RECORDS FOR THE TASK START

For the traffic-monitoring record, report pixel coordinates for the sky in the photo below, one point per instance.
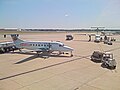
(59, 13)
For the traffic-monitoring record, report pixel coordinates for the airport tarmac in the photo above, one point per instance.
(59, 73)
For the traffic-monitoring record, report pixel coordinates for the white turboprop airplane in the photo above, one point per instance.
(41, 46)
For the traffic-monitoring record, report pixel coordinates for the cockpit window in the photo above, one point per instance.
(61, 45)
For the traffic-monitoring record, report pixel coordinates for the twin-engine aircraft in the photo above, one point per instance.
(41, 46)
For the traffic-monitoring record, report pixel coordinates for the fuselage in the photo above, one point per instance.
(43, 46)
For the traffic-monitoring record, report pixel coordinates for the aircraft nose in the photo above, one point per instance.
(68, 48)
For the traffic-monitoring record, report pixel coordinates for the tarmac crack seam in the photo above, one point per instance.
(19, 74)
(53, 76)
(86, 83)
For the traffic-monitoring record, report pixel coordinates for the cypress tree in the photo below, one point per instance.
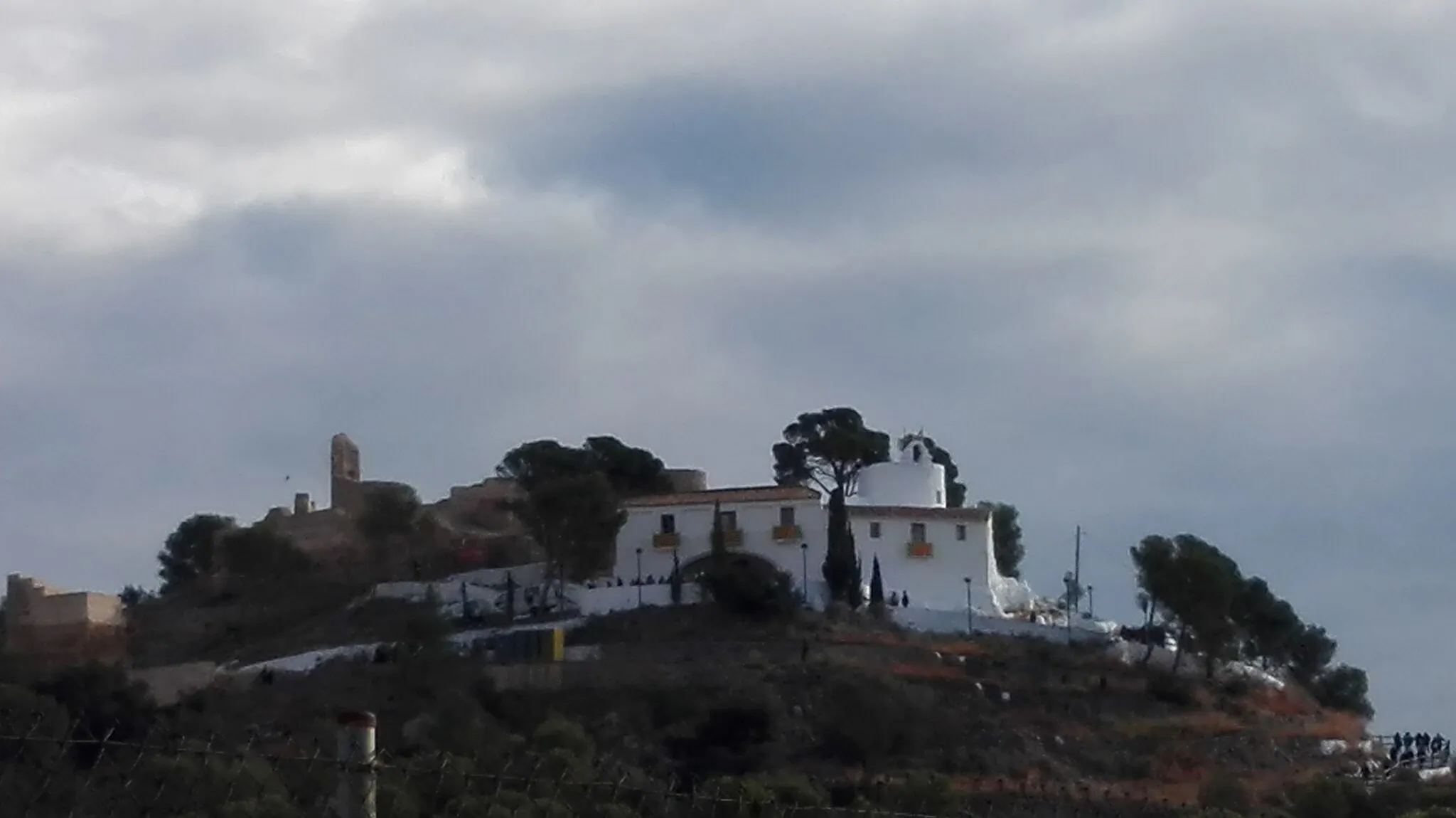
(877, 585)
(676, 581)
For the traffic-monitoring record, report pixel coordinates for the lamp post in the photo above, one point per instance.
(804, 551)
(970, 612)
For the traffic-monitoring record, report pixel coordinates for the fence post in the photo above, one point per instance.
(355, 795)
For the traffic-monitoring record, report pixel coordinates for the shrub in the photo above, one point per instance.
(1226, 792)
(1172, 690)
(750, 587)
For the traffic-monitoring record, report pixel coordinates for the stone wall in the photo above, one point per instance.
(58, 630)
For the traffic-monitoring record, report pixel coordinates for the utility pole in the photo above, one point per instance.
(1076, 568)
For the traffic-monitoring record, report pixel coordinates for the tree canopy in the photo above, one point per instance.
(828, 449)
(390, 510)
(1201, 595)
(191, 551)
(629, 470)
(259, 552)
(1007, 539)
(574, 520)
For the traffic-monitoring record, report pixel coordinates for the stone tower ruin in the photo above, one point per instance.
(346, 489)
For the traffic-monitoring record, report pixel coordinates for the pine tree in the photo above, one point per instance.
(842, 574)
(877, 585)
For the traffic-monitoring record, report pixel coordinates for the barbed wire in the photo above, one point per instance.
(178, 776)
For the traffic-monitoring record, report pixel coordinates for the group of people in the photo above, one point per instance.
(1420, 750)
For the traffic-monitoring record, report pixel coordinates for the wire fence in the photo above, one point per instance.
(46, 773)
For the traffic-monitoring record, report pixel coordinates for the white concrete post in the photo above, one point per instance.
(355, 795)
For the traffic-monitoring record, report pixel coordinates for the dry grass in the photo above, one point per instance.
(963, 649)
(1327, 726)
(1187, 726)
(928, 671)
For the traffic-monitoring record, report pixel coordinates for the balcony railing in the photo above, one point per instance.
(786, 535)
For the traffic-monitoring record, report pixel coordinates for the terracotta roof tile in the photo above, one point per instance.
(739, 494)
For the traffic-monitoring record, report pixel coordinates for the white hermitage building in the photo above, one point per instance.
(943, 556)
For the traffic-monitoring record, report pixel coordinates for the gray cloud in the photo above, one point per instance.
(1140, 267)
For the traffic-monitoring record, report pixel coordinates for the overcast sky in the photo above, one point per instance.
(1145, 267)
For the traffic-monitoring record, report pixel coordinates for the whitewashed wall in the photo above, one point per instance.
(695, 524)
(956, 622)
(593, 602)
(935, 583)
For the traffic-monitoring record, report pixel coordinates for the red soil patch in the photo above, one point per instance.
(926, 671)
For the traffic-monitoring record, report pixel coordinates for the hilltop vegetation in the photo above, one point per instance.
(700, 701)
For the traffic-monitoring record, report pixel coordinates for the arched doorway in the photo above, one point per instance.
(692, 571)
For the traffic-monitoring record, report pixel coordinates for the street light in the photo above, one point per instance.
(804, 549)
(970, 612)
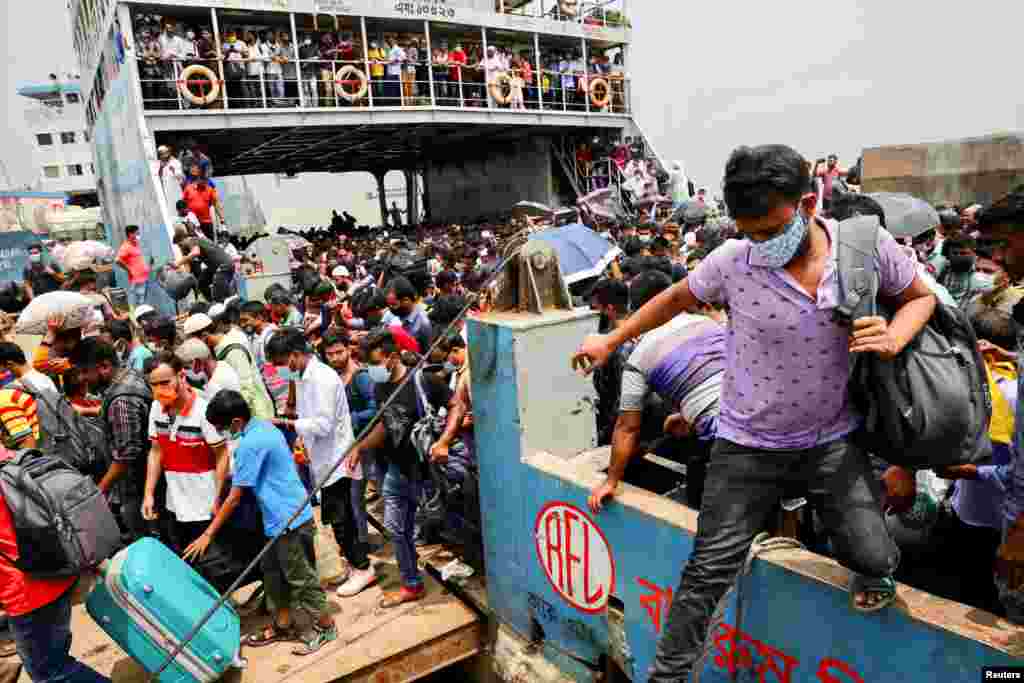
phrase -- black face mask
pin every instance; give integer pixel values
(962, 263)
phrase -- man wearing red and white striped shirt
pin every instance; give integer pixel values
(185, 449)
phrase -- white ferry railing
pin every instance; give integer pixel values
(315, 83)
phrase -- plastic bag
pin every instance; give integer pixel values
(329, 562)
(76, 308)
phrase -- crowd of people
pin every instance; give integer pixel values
(262, 68)
(223, 420)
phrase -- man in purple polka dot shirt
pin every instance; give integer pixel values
(784, 417)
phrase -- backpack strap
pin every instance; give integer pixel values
(858, 274)
(421, 396)
(235, 347)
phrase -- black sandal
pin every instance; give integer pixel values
(270, 634)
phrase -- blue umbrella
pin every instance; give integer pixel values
(582, 252)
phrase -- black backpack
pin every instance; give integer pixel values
(76, 439)
(930, 407)
(62, 523)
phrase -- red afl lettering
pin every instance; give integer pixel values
(574, 556)
(825, 672)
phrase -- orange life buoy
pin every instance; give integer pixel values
(205, 73)
(498, 87)
(344, 75)
(600, 92)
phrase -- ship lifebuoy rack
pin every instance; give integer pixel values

RECORDS FOR THE TASK END

*ACTIVITY:*
In the copy, include every entry above exactly and leave out each picture.

*ANSWER SPACE:*
For the traffic-monitoring record, report pixel coordinates for the sky in the photo below, one point per instance.
(59, 13)
For the traffic-monitoring record, report pixel coordinates for the airport tarmac in the photo above, one point per instance.
(59, 73)
For the traffic-monitoring record, report pixel coordinates for the white turboprop airplane in the photo above, one point per instance.
(41, 46)
For the traffic-monitoring record, report pixel coordinates for the cockpit window in the photo above, one point per instance.
(61, 45)
For the traffic-monitoring record, report pixel coordinates for the twin-engine aircraft in the photo above, one point per instance.
(41, 46)
For the traffic-monitoring record, report pixel coordinates for the fuselage in the photo above, one point per instance.
(43, 46)
For the traffic-monitoring record, report pixel coordinates for the aircraft nose in the photo above, one point per instance.
(68, 48)
For the traffic-monitoring record, report pixel coordinates for the tarmac crack seam in the photo above, one point per instance.
(19, 74)
(53, 76)
(86, 83)
For the traffic-monitoring record, report pixel coordinates for the cypress tree in the photo below, one point per instance.
(877, 585)
(676, 581)
For the traffic-monitoring record, report pixel coordinates for the lamp post in the photo above, one point per instance.
(804, 551)
(970, 612)
For the traffic-monitoring record, report pixel coordinates for the fence post in the photo above, one point per instance.
(355, 795)
For the traffic-monitoring record, report pixel coordinates for the shrub in the photo above, one point per instance.
(1226, 792)
(1172, 690)
(750, 587)
For the traffic-monitoring record, report pixel coordinates for the stone wall in the photo above, one point per instance.
(58, 630)
For the traffic-monitoring record, report pixel coordinates for the utility pole in the photo above, one point per instance.
(1076, 568)
For the traffic-monitoring record, report pixel coordinates for the tree canopy in the photo above, one point per instance.
(828, 449)
(390, 510)
(1201, 595)
(191, 551)
(629, 470)
(259, 552)
(1007, 539)
(574, 520)
For the traffic-monitoring record, report pixel coordinates for the stone tower ruin in the photo above, one point per instance.
(346, 489)
For the traffic-monitoring record, report pixel coordinates for the pine tree in the photo above, one point per instance.
(842, 574)
(877, 585)
For the traffic-monitoring record, report pixel coordinates for the barbed wire in the photo above, one point per instance.
(178, 776)
For the traffic-monitoring record, report pixel coordinates for the group of people in the photo above, one point per instance.
(1420, 750)
For the traffic-monitoring record, report pixel coordinates for the wire fence in the photo above, one point per instance.
(46, 773)
For the traffic-monitoring record, report pixel coordinates for the white concrete post in the photo above, one point per instance.
(355, 795)
For the traffic-monitoring record, report pixel coordinates for the dry grass in the photo above, one point per instance.
(963, 649)
(1327, 726)
(1187, 726)
(928, 671)
For the traffic-monitoring record, report pixel coordinates for the balcony railing in the photo above, one point per instance.
(786, 535)
For the traffic-monitoring record, report pixel coordinates for the terracotta roof tile in the photo above, one point per instance.
(739, 494)
For the traffic-monitoring record, report pixel coordinates for the white hermitage building in the photo above, one point per instance.
(943, 556)
For the traffic-monitoring record, report pixel coordinates for the gray cloud in the photo above, one point per instance.
(1140, 267)
For the traffic-monitoring record, report pixel coordinates for the overcast sky in the photo above, one point per instance.
(1145, 267)
For the traffic-monitoring record, report pixel coordinates for the whitewashed wall in the photo above, one point per instance.
(695, 524)
(956, 622)
(593, 602)
(935, 583)
For the traffic-monitoring record, report pixel coordinates for the red soil patch in the photo above, one point per instance.
(926, 671)
For the traffic-monitoring record, report pixel coordinates for the hilltop vegetation in the photo above, one point per instance.
(700, 701)
For the traffic-monitoring record, report pixel coordinates for the arched doorway in the photo above, one point per instance.
(692, 571)
For the traffic-monitoring record, report pixel coordinates for the street light in the photo above, one point per instance.
(804, 549)
(970, 612)
phrase -- black face mask
pin every instance; give integer pixel values
(962, 263)
phrase -- man wearing red and white striped shirt
pin every instance; give integer pixel values
(185, 449)
phrase -- white ferry railing
pin every instance; give integer pixel values
(315, 83)
phrase -- plastic bag
pin every instance; give integer pixel values
(329, 562)
(76, 308)
phrase -- crowd of people
pin every instance; give integer pixel values
(262, 68)
(223, 420)
phrase -- man in purple polka dot shirt
pin every instance; give integer pixel values
(784, 417)
phrase -- backpack strap
pin every instance; give integer pixel values
(858, 274)
(421, 396)
(235, 347)
phrase -- black sandal
pin every instance; give integer pixel values
(270, 634)
phrase -- blue umbrella
pin every instance; give integer pixel values
(582, 252)
phrase -- black backpack
pin every instance; give integer pixel values
(76, 439)
(930, 407)
(62, 523)
phrase -- red afl lettering
pin every instance; give integer pixel values
(574, 556)
(825, 672)
phrase -- orange life buoy
pin every instance; give integer pixel values
(205, 73)
(498, 87)
(344, 75)
(600, 92)
phrase -- ship lifebuoy rack
pin every instance; give integer pixel values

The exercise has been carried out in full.